## [Data for the task]
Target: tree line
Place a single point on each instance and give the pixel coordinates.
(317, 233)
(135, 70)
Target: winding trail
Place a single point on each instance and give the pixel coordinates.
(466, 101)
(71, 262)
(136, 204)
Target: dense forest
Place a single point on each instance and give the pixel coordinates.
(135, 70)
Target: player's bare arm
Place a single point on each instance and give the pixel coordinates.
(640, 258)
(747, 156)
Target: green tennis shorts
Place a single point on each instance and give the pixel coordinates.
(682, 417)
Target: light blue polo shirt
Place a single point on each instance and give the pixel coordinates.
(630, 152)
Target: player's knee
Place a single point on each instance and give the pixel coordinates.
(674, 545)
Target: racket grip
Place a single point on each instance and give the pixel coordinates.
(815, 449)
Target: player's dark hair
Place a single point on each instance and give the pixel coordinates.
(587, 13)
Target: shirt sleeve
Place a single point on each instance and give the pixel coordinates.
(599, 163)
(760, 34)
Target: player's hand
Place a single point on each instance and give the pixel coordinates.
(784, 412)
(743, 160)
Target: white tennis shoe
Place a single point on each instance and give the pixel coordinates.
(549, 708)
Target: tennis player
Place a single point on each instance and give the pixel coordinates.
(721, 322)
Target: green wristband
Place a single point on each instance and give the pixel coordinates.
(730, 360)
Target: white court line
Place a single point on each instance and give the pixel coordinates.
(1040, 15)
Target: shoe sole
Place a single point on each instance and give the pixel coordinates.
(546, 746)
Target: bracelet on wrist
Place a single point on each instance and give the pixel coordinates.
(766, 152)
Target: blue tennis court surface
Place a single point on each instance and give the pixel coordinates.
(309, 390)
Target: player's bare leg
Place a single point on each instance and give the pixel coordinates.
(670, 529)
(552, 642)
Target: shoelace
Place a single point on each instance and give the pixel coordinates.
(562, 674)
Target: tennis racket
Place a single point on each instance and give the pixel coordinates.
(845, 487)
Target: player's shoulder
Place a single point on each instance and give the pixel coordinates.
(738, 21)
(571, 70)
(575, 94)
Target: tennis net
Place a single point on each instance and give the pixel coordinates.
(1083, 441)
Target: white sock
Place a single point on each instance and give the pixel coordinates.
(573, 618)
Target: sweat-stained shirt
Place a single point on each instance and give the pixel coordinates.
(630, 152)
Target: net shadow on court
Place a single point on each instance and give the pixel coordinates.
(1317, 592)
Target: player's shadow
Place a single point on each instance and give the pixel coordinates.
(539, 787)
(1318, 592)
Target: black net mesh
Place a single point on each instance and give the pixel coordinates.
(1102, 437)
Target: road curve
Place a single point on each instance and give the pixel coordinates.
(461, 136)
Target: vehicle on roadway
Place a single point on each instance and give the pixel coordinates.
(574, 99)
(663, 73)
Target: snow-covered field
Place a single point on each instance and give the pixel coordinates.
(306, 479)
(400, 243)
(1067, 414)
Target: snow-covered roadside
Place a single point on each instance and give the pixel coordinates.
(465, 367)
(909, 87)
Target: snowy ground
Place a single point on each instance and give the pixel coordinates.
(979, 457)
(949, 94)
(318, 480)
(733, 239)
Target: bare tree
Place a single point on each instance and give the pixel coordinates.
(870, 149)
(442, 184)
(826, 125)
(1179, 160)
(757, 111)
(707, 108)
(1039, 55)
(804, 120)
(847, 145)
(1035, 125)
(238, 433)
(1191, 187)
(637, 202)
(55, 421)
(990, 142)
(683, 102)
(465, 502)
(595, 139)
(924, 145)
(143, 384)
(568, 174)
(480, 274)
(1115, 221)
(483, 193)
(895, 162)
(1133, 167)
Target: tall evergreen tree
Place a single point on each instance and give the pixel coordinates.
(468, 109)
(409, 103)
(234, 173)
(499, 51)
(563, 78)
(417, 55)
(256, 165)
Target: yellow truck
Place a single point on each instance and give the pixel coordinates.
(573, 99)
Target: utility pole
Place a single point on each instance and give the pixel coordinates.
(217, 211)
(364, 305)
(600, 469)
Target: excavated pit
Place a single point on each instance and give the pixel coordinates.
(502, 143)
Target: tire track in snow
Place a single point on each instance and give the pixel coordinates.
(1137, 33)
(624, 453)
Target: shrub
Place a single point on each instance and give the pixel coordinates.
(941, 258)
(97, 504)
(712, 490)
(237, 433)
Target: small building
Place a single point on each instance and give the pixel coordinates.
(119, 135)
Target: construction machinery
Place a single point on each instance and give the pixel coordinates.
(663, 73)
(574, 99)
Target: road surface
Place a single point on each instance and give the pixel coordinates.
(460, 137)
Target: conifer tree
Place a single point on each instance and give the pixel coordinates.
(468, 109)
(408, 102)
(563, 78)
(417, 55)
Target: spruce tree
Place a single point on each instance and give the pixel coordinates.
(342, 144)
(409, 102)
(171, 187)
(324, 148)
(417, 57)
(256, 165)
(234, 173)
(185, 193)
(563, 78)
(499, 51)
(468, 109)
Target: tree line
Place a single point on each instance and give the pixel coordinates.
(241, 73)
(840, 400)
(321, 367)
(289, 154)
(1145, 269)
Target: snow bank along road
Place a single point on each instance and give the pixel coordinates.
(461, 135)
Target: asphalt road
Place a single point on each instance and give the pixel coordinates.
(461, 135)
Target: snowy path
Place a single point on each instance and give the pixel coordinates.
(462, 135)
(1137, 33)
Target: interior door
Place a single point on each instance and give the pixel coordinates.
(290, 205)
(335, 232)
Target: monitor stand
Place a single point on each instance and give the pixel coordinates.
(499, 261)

## [Set problem]
Reproduce all of the records above verbatim, line by line.

## [Answer to this exercise]
Target: tree line
Place a single point on each instance and give the pixel coordinates.
(317, 233)
(135, 70)
Target: winding trail
Place a single point on each instance and give the pixel coordinates.
(466, 101)
(71, 262)
(136, 204)
Target: dense forest
Place a single point on each instance and give the pixel coordinates.
(135, 70)
Target: player's bare arm
Place a single point on each instance and give the pixel coordinates.
(640, 258)
(747, 156)
Target: green tennis shorts
Place a single point on each instance and give the pixel coordinates.
(682, 417)
Target: light blue polo shirt
Place a single point on each instance and give the pixel coordinates.
(630, 152)
Target: player's knee
Place a single point on each instance and give the pixel coordinates.
(674, 545)
Target: racket grip
Place a single point on each instance and give the pixel coordinates.
(815, 449)
Target: player's dark hair
Place a single point on each instance and give the pixel coordinates.
(587, 13)
Target: shirt sleeve
Place a single point on each instance and give the pixel coordinates.
(599, 163)
(760, 34)
Target: player's hand
Place a single point on each instance and give the pixel coordinates.
(784, 412)
(743, 160)
Target: white tennis shoe
Place a single point on each instance and give the pixel coordinates.
(549, 708)
Target: tennis player
Place a single point on each instance and give the pixel coordinates.
(721, 322)
Target: green wristband
Place a single point on each instance and give the pixel coordinates.
(730, 360)
Target: white court line
Place a single point on each instance and give the pixel coordinates.
(1040, 15)
Target: shoe sole
Place a single point on each instance and give the pixel coordinates.
(546, 746)
Target: bracelet on wrist
Place a single point on each instance and give the pixel coordinates.
(766, 152)
Target: blue tennis court surface
Place a single point on each instance and give the pixel coordinates.
(309, 390)
Target: player's bare leg
Place a single point on each instance and give the pixel coordinates.
(670, 529)
(552, 642)
Target: shoelace
Place a single point on each instance and give the pixel coordinates.
(562, 674)
Target: tennis racket
Place a single point on each instance and give the pixel coordinates.
(845, 487)
Target: player's shoulder
Place a single point on each instance and give the pixel coordinates.
(738, 21)
(571, 70)
(575, 94)
Target: tennis net
Place a single point on each instance and give the pixel coordinates.
(1083, 441)
Target: white sock
Place a single point on each instance and give the pixel coordinates.
(573, 618)
Target: sweat-stained shirt
Place a single point on each instance and give the pixel coordinates.
(630, 152)
Target: net shadow on court
Place a single point on each instance and give the pixel coordinates.
(1317, 592)
Target: player's shadow
Place a single point on each instance and give the pixel coordinates.
(539, 787)
(1318, 592)
Target: black net mesh
Place a single point on each instance and give the pixel coordinates.
(1102, 437)
Target: road curve
Place a single point on each instance and give the pixel coordinates.
(461, 136)
Target: vehicle on roadway
Place a single point on each instance and give the pixel coordinates.
(574, 99)
(663, 73)
Target: snow-covered field
Place a single point on each instance and give the pixel coordinates.
(306, 479)
(400, 243)
(1067, 414)
Target: snow-covered roadside
Place a single point on each instance and give the pixel coordinates.
(465, 367)
(909, 87)
Target: snowy ground
Place a single point on each instance and give the pixel coordinates.
(979, 457)
(949, 94)
(318, 480)
(733, 239)
Target: bare tree
Place a single point on each instance and give the pixel coordinates.
(870, 149)
(442, 184)
(826, 125)
(1179, 160)
(757, 111)
(707, 108)
(1039, 55)
(804, 120)
(847, 145)
(1035, 125)
(238, 433)
(1191, 187)
(637, 202)
(55, 421)
(990, 142)
(683, 102)
(465, 502)
(595, 139)
(924, 145)
(143, 384)
(568, 174)
(480, 274)
(1115, 221)
(483, 193)
(895, 162)
(1133, 167)
Target: tall evergreen tree
Place a single point on each instance and give the pixel coordinates.
(468, 109)
(409, 103)
(234, 173)
(499, 51)
(563, 78)
(417, 55)
(256, 165)
Target: yellow truck
Place a single point on each instance and give the pixel coordinates.
(573, 99)
Target: utility pole
Place a single point on each instance and give the pixel coordinates.
(217, 211)
(364, 305)
(600, 469)
Target: excavated pit
Place a single point on each instance and give the pixel coordinates.
(502, 143)
Target: tire track in snow
Place a single point on each instance and give the pixel coordinates.
(1137, 33)
(624, 453)
Target: shrub
Place a single point on each instance and give the pixel coordinates.
(941, 258)
(97, 504)
(712, 490)
(237, 433)
Target: small building
Place a single point on each instance and give the pixel coordinates.
(119, 135)
Target: construction machinery
Place a single point on each instance and give the pixel coordinates.
(663, 73)
(574, 99)
Target: road surface
Place a single point on each instance and give the pixel coordinates.
(460, 137)
Target: conifer tree
Place a single point on each instance and give the pixel coordinates.
(468, 109)
(408, 102)
(563, 78)
(417, 55)
Target: spruce tree
Place a single point on each instance and give the pixel coordinates.
(342, 144)
(409, 102)
(171, 187)
(324, 148)
(417, 57)
(256, 165)
(234, 173)
(185, 193)
(563, 78)
(499, 51)
(468, 109)
Target: tree line
Place a single point on each instance and give the pixel coordinates.
(241, 73)
(840, 400)
(321, 367)
(289, 154)
(1145, 269)
Target: snow bank along road
Place a single point on each instance and give the pixel coordinates.
(461, 135)
Target: asphalt road
Place a single point on each instance and give the pixel coordinates.
(461, 135)
Target: snowy path
Place a single point on each instance and give the pixel coordinates.
(462, 135)
(1137, 33)
Target: interior door
Place a single point on each instance and give the pixel coordinates.
(290, 205)
(335, 232)
Target: monitor stand
Place a single point on each instance and give the pixel coordinates.
(499, 261)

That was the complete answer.